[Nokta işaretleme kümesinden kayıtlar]
###

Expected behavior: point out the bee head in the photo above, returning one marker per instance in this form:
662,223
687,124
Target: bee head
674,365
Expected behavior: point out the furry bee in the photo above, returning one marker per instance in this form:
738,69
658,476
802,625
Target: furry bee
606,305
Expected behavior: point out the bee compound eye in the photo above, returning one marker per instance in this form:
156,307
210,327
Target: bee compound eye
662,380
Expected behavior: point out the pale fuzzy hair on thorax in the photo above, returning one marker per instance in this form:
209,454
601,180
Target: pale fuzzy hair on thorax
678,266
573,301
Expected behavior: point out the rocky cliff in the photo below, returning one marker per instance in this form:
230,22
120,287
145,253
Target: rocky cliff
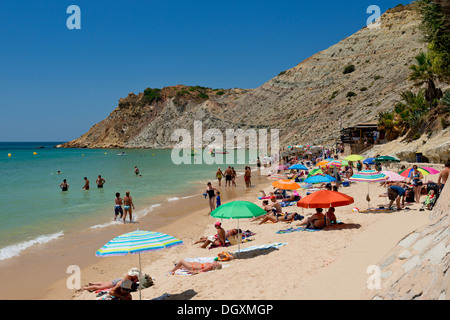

###

Malzemeden "Expected" sözcüğünün geçtiği bütün satırları çıkarıp yazın.

Expected behavior: point out the bee head in the photo above, returning one marker per instance in this form:
Expected behavior: point out the furry bee in the photo above, returning one marker per instance in this form:
Expected behavior: point out the bee compound eye in the photo above, returning one marker per instance in this form:
Expected behavior: point out the pale fuzzy hair on thorax in the photo above, returning one marker per instance in this form:
Expected behavior: point out the rocky cliff in the photo below, returning one marker per instance in this form:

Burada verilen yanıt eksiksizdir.